# START OF Extracted information

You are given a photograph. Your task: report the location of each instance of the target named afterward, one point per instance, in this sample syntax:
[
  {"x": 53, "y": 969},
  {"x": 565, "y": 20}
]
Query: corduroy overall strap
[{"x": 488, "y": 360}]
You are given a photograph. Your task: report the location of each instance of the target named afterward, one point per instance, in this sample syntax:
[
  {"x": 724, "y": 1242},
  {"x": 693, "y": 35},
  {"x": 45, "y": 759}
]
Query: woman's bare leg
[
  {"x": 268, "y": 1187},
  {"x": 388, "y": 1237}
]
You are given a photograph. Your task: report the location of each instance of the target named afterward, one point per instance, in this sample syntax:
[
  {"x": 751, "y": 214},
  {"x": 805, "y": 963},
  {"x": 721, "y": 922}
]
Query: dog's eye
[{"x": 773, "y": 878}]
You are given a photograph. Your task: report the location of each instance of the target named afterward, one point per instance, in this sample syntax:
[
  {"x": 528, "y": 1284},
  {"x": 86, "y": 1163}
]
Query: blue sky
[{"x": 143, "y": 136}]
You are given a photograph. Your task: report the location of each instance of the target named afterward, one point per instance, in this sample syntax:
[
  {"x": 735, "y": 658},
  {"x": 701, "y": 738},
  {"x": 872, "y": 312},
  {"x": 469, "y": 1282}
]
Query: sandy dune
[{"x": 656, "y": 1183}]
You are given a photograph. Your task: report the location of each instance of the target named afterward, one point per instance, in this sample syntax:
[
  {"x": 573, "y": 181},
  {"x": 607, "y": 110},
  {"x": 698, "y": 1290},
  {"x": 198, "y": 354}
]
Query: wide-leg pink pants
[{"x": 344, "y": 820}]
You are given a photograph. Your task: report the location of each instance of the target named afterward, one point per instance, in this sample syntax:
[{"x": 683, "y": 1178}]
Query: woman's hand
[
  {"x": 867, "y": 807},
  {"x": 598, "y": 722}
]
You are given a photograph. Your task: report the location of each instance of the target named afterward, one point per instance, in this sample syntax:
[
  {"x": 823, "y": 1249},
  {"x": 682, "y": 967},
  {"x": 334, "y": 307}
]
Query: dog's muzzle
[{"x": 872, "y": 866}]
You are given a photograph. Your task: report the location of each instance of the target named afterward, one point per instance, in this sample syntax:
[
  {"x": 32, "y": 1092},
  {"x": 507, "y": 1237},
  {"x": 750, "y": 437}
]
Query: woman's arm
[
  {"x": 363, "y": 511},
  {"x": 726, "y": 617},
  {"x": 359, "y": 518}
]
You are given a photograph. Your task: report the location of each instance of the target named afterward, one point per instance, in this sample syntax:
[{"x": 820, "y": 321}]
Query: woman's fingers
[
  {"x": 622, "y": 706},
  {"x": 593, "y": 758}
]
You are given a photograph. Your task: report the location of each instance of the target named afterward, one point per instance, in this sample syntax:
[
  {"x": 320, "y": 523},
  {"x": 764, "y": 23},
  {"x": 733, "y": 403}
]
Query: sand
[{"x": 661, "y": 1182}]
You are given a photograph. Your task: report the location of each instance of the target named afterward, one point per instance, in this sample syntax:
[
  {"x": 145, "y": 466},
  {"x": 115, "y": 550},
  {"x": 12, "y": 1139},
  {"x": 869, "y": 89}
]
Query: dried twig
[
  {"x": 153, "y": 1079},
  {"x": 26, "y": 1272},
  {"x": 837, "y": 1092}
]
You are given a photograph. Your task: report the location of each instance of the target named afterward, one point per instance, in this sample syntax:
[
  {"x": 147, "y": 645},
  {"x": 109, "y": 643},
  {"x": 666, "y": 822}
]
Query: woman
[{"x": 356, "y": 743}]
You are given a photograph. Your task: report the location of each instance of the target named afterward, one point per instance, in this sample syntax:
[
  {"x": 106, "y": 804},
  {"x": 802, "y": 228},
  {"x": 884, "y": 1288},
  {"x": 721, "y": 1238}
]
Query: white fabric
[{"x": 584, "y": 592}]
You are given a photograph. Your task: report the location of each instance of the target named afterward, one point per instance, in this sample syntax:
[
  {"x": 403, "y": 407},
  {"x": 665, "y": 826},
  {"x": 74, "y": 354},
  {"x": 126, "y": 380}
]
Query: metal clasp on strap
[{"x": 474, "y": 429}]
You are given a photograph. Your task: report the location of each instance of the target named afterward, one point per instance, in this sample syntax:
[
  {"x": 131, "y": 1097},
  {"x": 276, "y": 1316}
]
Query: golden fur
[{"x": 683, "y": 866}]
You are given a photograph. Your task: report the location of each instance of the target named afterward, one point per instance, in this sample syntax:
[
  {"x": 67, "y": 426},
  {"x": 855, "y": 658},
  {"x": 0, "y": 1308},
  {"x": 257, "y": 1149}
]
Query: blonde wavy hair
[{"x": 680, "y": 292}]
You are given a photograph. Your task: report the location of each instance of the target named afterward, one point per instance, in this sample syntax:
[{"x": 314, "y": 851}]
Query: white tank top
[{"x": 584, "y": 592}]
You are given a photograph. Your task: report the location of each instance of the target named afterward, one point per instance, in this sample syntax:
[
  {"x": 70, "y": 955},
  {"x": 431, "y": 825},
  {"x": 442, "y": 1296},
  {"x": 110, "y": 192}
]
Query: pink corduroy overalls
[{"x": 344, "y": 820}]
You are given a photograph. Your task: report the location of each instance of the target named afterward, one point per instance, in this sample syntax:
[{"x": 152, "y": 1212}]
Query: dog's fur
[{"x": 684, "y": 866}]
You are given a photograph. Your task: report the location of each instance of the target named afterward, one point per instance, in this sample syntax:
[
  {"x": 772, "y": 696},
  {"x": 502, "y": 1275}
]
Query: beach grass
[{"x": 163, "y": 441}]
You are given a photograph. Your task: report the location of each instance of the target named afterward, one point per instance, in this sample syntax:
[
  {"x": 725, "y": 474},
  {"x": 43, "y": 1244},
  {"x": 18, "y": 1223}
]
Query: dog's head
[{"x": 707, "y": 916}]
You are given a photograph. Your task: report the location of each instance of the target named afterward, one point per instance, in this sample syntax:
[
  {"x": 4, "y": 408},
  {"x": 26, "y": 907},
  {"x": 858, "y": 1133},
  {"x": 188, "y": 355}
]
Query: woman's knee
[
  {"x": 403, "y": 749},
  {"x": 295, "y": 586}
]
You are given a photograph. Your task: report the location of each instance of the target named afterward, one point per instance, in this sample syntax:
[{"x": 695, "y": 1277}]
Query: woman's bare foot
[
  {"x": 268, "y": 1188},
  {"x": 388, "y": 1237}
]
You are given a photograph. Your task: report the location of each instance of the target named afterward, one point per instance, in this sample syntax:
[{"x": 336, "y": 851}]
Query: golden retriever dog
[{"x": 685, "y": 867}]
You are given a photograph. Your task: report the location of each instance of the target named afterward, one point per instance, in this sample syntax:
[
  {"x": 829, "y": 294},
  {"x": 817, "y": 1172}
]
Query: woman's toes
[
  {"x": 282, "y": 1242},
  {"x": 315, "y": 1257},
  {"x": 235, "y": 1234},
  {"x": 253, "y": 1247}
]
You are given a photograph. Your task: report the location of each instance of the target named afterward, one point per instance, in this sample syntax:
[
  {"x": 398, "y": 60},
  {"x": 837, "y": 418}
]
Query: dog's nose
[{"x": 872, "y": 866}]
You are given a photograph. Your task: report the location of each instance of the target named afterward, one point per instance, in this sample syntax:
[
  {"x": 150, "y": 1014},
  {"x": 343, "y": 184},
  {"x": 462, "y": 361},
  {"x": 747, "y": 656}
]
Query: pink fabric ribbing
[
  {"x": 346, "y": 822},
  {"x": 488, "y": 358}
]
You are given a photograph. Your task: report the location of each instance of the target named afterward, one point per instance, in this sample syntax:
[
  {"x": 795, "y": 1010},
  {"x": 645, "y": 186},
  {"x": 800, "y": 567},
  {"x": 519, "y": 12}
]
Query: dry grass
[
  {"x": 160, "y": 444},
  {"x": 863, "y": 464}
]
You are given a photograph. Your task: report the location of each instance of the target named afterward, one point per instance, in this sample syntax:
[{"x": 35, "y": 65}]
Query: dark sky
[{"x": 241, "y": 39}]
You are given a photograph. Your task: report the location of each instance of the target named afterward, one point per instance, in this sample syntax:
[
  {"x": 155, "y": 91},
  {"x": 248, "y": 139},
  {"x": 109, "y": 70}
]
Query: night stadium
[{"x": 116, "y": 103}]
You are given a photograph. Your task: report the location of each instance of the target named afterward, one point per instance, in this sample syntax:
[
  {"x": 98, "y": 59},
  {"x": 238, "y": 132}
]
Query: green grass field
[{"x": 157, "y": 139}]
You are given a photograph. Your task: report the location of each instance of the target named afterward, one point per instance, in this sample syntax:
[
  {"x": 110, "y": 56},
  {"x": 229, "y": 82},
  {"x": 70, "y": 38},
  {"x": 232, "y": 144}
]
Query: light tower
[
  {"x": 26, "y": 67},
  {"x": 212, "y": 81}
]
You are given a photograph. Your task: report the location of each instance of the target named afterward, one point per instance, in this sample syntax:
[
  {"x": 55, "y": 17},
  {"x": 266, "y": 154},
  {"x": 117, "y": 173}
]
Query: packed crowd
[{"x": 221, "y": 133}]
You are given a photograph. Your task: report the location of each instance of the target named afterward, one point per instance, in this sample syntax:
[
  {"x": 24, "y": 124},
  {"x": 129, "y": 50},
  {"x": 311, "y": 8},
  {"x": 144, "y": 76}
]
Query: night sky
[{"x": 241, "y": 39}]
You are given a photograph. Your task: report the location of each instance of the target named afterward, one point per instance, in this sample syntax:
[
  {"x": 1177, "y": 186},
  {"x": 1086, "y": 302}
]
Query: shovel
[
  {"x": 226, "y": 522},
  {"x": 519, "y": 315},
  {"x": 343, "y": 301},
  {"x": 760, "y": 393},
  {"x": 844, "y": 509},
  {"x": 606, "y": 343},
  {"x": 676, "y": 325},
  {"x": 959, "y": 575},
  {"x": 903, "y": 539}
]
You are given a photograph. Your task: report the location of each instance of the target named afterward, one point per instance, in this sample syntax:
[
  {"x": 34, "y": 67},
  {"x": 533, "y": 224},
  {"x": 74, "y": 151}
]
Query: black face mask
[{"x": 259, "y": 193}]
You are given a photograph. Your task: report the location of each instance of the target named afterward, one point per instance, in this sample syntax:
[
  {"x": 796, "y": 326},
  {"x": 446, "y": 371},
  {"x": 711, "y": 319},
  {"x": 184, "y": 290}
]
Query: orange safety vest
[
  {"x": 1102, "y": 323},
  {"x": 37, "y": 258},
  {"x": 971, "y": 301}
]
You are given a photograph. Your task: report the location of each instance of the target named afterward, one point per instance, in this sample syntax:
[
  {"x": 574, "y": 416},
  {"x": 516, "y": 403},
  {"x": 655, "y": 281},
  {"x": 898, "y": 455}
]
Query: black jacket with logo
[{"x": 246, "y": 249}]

# END OF Extracted information

Objective >>
Pull out every line in the entries above that contains the word "golden", and copy each one.

In response >>
Query: golden fur
Query: golden retriever dog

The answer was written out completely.